── Reading passage ──

How Is The Canadian Mortgage Stress Test Done?

Lenders test you against a contract or the benchmark rate — whichever is higher. The contract rate is the rate you’ll pay, plus 2 points to determine how you can handle a hike. The benchmark is the BoC 5-year fixed, which is currently 4.79%. Whichever is higher, is the number you are tested with. 

Just to make it crystal clear, let’s go through a quick example. We’ll assume you have a household income of $100,000, and find a 5 year fixed rate mortgage at 2%, with a 25-year amortization. You’re not just good at your job, you’re also a great mortgage hunter. 

Using no stress test, you would be able to borrow a maximum of $708,500, less servicing costs like property taxes. If you were stress-tested with 2 points added, that drops about 20% lower. 

Except, in this case, 2 + 2 is less than 4.79%, so you’ll need to use the benchmark rate. Using the benchmark, the maximum mortgage is $526,600, before servicing costs. It’s about 4% lower than if the contract rate was used to determine the max.

───
── Extracted data ──

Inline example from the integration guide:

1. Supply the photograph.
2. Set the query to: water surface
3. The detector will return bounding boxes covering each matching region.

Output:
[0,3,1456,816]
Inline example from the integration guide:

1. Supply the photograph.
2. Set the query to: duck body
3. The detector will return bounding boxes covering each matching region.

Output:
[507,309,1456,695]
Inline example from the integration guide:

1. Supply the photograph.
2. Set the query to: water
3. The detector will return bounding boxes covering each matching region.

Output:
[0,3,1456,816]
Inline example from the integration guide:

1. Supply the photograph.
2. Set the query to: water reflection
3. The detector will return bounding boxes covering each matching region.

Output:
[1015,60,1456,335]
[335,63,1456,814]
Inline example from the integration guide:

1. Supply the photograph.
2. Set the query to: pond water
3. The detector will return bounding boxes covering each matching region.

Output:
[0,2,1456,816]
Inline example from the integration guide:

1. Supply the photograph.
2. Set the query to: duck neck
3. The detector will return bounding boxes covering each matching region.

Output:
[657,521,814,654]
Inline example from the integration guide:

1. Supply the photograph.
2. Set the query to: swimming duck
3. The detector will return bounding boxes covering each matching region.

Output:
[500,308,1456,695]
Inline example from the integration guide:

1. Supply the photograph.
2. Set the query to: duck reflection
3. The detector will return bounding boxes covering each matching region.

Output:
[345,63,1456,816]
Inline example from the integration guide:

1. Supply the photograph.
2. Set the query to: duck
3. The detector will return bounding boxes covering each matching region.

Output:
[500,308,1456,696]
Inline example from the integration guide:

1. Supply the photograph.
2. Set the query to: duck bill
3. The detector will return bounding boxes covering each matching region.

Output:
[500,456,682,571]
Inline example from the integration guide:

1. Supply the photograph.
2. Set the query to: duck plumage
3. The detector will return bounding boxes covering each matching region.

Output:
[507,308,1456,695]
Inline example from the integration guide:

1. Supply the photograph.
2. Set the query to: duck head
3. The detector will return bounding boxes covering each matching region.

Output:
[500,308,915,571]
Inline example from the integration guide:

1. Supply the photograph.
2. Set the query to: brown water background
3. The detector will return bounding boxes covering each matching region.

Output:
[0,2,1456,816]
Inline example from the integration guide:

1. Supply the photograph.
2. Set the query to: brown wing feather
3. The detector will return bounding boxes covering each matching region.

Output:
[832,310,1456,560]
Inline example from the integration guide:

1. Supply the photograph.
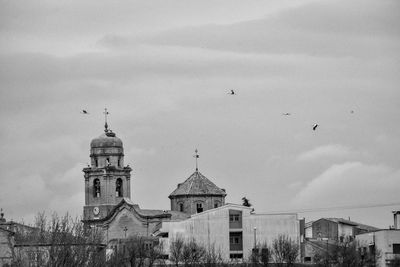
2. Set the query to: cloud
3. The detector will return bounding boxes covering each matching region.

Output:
[293,162,400,208]
[129,1,400,58]
[297,144,354,161]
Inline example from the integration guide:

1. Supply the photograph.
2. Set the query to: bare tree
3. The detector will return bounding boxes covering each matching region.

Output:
[13,213,104,266]
[272,235,299,266]
[242,197,252,207]
[260,242,271,266]
[170,236,185,267]
[182,239,206,266]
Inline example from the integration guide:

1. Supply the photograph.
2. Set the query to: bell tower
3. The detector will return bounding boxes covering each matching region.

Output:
[83,109,132,221]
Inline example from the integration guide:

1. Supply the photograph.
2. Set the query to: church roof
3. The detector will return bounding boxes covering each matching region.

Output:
[90,130,122,148]
[169,170,226,198]
[85,197,189,225]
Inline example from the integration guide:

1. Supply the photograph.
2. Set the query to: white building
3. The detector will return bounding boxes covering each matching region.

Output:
[356,229,400,267]
[156,204,300,260]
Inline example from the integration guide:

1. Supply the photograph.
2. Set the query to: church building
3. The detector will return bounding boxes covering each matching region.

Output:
[83,120,226,243]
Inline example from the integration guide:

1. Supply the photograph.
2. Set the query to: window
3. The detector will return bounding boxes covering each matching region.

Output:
[115,178,122,197]
[229,253,243,259]
[143,242,153,250]
[392,244,400,254]
[229,214,239,222]
[229,232,243,251]
[196,203,203,213]
[229,210,242,229]
[93,178,100,197]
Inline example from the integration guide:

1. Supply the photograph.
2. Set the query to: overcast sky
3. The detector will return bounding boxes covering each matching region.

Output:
[0,0,400,228]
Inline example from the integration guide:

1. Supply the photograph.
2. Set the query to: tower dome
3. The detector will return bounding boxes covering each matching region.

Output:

───

*Exercise set*
1. Reproduce the passage on the Canadian mortgage stress test from "Except, in this" to "determine the max.".
2. In the passage on the Canadian mortgage stress test, what is the benchmark rate, and what is its current value?
Draw only on the passage on the Canadian mortgage stress test.

*Responses for each task*
1.
Except, in this case, 2 + 2 is less than 4.79%, so you’ll need to use the benchmark rate. Using the benchmark, the maximum mortgage is $526,600, before servicing costs. It’s about 4% lower than if the contract rate was used to determine the max.

2. The BoC 5-year fixed rate, currently 4.79%.